■ GIVEN PROBLEM ■
Locate each line in the records below that contains the word "shadow" and copy those lines out in full.

■ DATA FOR THIS TASK ■
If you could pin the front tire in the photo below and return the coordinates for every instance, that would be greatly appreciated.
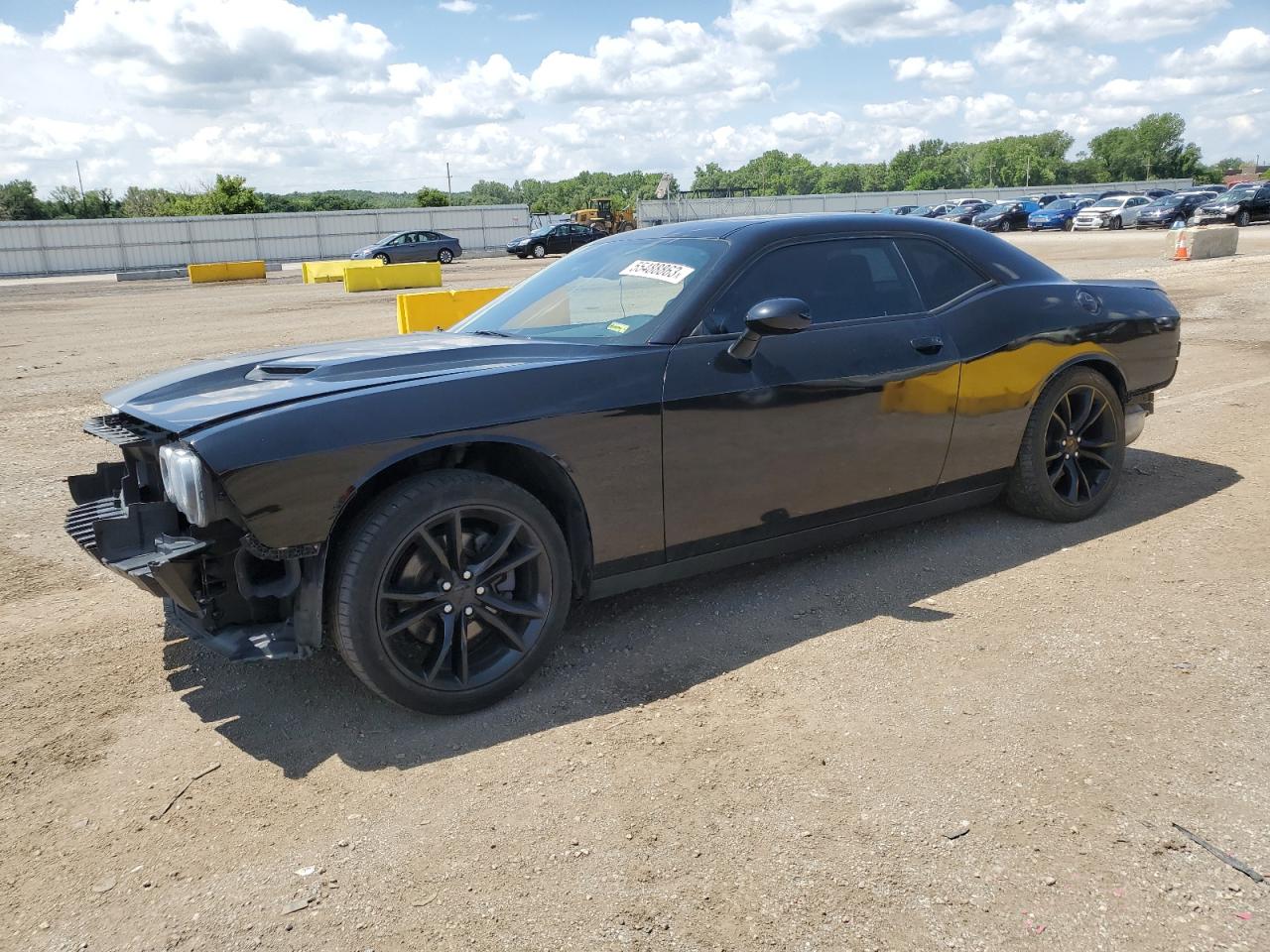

...

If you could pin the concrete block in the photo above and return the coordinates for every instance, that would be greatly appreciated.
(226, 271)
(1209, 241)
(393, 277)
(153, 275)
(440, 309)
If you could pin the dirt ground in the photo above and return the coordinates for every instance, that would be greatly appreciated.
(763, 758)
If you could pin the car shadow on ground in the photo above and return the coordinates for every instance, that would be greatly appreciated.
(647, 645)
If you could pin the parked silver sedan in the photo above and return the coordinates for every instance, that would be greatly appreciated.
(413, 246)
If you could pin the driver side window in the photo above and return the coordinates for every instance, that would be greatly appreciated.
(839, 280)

--

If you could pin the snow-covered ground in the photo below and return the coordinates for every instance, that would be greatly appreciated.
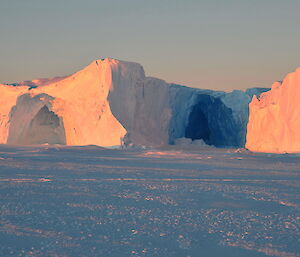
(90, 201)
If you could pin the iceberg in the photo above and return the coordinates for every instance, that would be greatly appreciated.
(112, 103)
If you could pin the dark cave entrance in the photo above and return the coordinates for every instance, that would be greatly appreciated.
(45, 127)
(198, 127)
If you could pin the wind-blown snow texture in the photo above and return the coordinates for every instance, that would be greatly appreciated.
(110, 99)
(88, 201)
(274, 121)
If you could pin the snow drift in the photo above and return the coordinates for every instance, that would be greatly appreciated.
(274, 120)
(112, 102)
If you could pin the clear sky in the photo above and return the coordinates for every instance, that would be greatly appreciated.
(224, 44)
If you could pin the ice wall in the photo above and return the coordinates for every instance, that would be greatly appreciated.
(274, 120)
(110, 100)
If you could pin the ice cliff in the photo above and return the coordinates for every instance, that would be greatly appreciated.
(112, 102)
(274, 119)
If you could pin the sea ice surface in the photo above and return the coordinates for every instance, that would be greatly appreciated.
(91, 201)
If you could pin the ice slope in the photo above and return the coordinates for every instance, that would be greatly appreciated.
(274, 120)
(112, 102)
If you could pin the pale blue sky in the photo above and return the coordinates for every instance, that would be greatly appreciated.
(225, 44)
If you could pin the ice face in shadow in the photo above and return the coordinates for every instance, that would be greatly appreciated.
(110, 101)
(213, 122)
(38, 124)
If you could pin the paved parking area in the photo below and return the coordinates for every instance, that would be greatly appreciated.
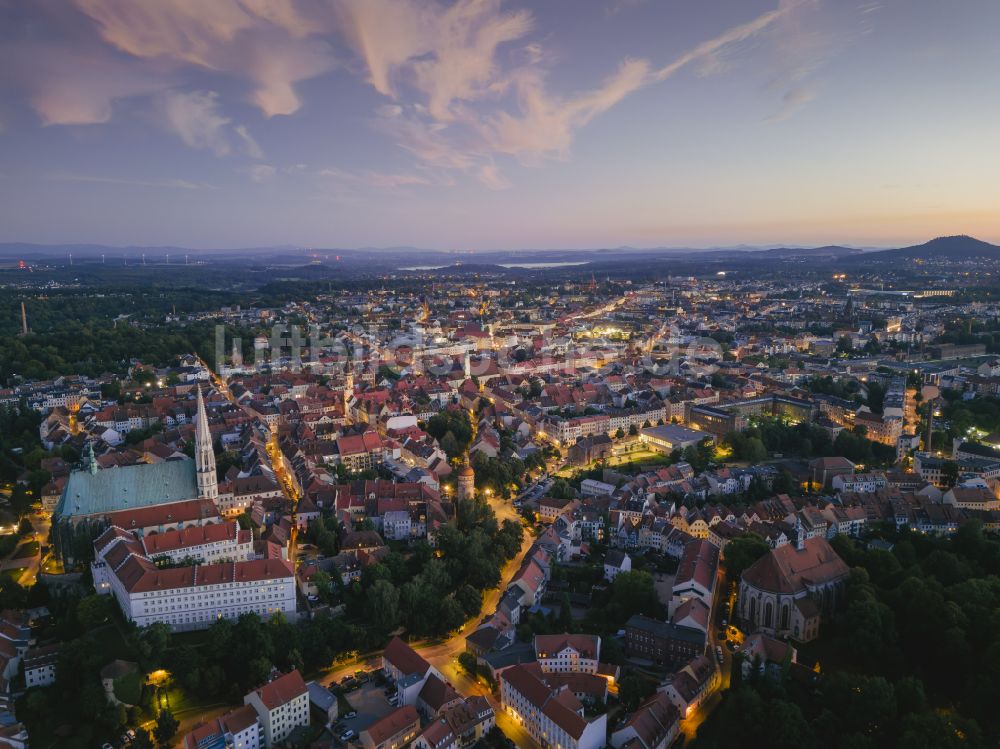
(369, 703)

■ FINISHED ANSWER ■
If you could pin the car shadow on ground in the photo above and return the coordinates for every instance, that would be greatly appreciated.
If you could pin the ice face in shadow in the photo above and return the coordinates for every instance, that would be greatly appreciated.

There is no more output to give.